**Exercise description:** Print the material below with every line unchanged and in the same order.

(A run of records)
-- Start --

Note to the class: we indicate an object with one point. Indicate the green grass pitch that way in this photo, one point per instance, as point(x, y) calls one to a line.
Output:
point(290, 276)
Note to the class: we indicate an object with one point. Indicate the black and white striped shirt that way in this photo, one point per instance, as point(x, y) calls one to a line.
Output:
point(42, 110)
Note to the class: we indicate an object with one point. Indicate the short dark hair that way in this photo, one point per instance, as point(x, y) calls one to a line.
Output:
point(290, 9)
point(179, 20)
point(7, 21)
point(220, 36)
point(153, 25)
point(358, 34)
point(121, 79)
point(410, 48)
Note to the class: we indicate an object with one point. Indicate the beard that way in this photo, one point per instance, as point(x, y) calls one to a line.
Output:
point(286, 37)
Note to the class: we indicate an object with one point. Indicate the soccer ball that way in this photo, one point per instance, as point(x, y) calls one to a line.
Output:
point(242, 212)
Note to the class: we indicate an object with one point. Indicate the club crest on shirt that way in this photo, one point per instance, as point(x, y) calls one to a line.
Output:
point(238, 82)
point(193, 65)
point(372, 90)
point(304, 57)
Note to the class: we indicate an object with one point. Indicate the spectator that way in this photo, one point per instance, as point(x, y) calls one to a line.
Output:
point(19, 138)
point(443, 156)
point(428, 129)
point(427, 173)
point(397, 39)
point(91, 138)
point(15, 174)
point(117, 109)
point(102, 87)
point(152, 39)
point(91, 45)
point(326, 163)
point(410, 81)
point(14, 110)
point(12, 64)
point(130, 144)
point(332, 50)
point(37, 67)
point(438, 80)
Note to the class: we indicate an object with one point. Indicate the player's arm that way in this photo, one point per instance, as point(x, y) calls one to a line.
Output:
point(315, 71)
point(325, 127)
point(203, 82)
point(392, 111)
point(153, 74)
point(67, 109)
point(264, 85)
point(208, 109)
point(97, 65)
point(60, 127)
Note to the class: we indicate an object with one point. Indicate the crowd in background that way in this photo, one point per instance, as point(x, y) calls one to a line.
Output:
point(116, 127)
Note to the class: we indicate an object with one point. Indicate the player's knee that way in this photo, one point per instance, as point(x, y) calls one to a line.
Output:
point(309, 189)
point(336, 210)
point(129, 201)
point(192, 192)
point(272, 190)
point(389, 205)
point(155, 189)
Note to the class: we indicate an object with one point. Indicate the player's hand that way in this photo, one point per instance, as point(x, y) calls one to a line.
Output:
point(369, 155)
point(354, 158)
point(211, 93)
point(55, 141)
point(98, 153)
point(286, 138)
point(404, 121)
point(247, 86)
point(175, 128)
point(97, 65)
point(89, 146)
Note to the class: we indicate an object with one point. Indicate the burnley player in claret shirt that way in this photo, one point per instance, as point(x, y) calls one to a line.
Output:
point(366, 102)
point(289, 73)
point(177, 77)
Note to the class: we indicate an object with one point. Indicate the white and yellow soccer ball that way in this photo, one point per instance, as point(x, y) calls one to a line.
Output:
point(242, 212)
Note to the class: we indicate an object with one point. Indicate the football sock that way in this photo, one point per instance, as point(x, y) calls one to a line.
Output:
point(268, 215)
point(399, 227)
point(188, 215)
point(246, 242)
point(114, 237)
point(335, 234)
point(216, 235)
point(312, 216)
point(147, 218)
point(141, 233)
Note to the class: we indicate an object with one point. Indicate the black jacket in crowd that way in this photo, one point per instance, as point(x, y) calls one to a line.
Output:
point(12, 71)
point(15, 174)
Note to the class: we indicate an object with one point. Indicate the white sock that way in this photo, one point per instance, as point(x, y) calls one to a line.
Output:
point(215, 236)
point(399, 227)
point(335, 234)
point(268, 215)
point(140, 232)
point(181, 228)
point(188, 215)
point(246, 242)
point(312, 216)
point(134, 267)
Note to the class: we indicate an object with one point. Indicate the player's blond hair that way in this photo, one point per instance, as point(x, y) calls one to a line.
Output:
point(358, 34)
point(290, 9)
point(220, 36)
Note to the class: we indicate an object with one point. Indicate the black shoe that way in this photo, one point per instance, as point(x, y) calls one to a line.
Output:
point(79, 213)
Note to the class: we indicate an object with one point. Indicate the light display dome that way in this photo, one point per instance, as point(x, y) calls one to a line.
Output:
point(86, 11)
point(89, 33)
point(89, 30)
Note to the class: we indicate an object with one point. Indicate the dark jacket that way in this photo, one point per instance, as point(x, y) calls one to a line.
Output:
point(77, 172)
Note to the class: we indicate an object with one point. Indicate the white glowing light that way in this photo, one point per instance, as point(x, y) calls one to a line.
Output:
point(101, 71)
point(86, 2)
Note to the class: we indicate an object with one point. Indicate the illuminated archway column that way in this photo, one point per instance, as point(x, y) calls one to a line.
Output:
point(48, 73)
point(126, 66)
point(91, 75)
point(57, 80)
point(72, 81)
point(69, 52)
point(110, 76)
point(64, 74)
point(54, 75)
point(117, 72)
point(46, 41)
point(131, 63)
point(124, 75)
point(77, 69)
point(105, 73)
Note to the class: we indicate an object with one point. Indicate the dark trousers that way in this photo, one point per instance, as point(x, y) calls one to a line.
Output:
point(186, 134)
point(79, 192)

-- End --

**Correct response:**
Note to the class: we indicate an object with one point. Indicate the green grass pitch that way in this photo, one point per instance, as point(x, y) calls one to a line.
Output:
point(290, 276)
Note to the class: we indicate an object with one point. Indicate the black and white striped shirt that way in this photo, one point per instance, as point(x, y) calls one to a line.
Output:
point(42, 110)
Note to the class: we indicate an object with one point. Indicate the short dark hair that way in this photo, one point per instance, as point(x, y) calls one to a line.
Output:
point(290, 9)
point(179, 20)
point(7, 21)
point(220, 36)
point(153, 25)
point(358, 34)
point(121, 79)
point(410, 48)
Note to the class: we indicate an object with one point. Indicate the beard that way in this photo, one point per instance, as point(x, y) calls one to a line.
Output:
point(286, 37)
Note to the class: we indicate an object with one point. Indicate the soccer ball that way in this photo, one point per instance, as point(x, y) calls one to a line.
Output:
point(242, 212)
Note to the class: we indicate an object with one point. Indicate the club crest on shirt that way in this photo, one point per instance, as point(x, y) calls one to a line.
Output:
point(238, 82)
point(193, 65)
point(372, 90)
point(304, 57)
Note to the class: we indicate an object with one point. Indicate the spectator that way in this photo, one point per instance, as point(x, y) calls one to a line.
Output:
point(19, 138)
point(443, 156)
point(428, 129)
point(427, 173)
point(397, 39)
point(91, 138)
point(15, 174)
point(117, 109)
point(102, 87)
point(152, 39)
point(91, 45)
point(326, 163)
point(410, 81)
point(14, 110)
point(12, 64)
point(130, 144)
point(332, 50)
point(37, 67)
point(438, 80)
Note to the class: we indicate an object with one point. Indicate the player's arm that way in this photo, one point per instance, as point(x, y) calls one to a line.
Output:
point(315, 71)
point(325, 127)
point(203, 82)
point(392, 111)
point(153, 74)
point(67, 109)
point(264, 85)
point(208, 109)
point(97, 65)
point(60, 127)
Note to the class: we indicate an object with one point. Indicate the crowd in background that way in this photo, one point per instance, as point(x, y) calls one to a line.
Output:
point(116, 127)
Note to the class: we indicate an object with one point. Indicate the player's knee that way in this photo, one point per instance, as point(x, y) calls one to a line.
Output:
point(309, 189)
point(336, 210)
point(129, 201)
point(192, 192)
point(272, 190)
point(389, 205)
point(155, 189)
Note to the class: we indicate an object with one point. Indicate the player's hand that way in this photo, one point per instance, as point(x, y) calls one to a line.
Output:
point(369, 155)
point(354, 158)
point(211, 93)
point(55, 141)
point(98, 153)
point(286, 138)
point(404, 121)
point(247, 86)
point(175, 128)
point(97, 65)
point(89, 146)
Note to the class: we indicate an object with one point. Indicate the burnley player in claret shirt that way in this photo, one point per instance, as point(x, y) calls one to a line.
Output:
point(366, 102)
point(289, 73)
point(177, 77)
Note to the class: we indicate an object with one point. Indicate the white and yellow soccer ball that way in this photo, one point per instance, as point(x, y) calls one to a line.
Output:
point(242, 212)
Note to the class: we indicate an object with one point. Indicate the football sock that way in this photo, one point per instance, as point(x, y) calls one to a line.
Output:
point(268, 215)
point(399, 227)
point(188, 215)
point(246, 242)
point(114, 237)
point(335, 234)
point(216, 235)
point(312, 216)
point(147, 218)
point(141, 233)
Note to the class: we indicate an object with one point. Indicate the black jacket in crowd that way in this photo, one point per instance, as point(x, y) calls one to a line.
Output:
point(12, 71)
point(15, 174)
Note to the class: we indicate an object with one point. Indicate the white sock that way in this photo, one point per instance, as point(x, y) calls one to a line.
Output:
point(215, 236)
point(399, 227)
point(335, 234)
point(268, 215)
point(140, 232)
point(181, 228)
point(188, 215)
point(246, 242)
point(312, 216)
point(134, 267)
Note to the class: we indicate an object with one point. Indicate the player's blond hair that way in this photo, one point per instance, as point(x, y) calls one to a line.
Output:
point(358, 34)
point(290, 9)
point(220, 36)
Note to the class: we indicate an object with one point. Indicate the black shoe that way in this photo, one point per instance, as point(x, y) calls one to a line.
Output:
point(79, 213)
Note to the class: we indicate an object with one point. Indicate the light display dome that way in this photo, one point per instance, as point(x, y) calls one to a line.
Output:
point(86, 11)
point(89, 33)
point(89, 30)
Note to the class: we indicate an object with one point. Indicate the dark jacket that way in this photo, one point per instance, as point(x, y) calls one to a line.
Output:
point(77, 172)
Note to the class: we indicate an object with one point. Indicate the white glowing light that way in this photo, one point per instance, as point(x, y) calls one to a line.
Output:
point(101, 71)
point(86, 2)
Note to the class: we indicate an object with one point. Indicate the illuminated archway column that way in this photo, one point per instance, as point(x, y) calls one to a line.
Output:
point(48, 73)
point(126, 66)
point(91, 75)
point(57, 80)
point(72, 81)
point(69, 52)
point(110, 76)
point(64, 74)
point(54, 75)
point(117, 72)
point(46, 41)
point(131, 63)
point(124, 75)
point(77, 69)
point(105, 73)
Note to the class: we indicate an object with one point. Indicate the dark trousers that way in this photo, one point per instance, as point(x, y) calls one to a line.
Output:
point(186, 134)
point(79, 192)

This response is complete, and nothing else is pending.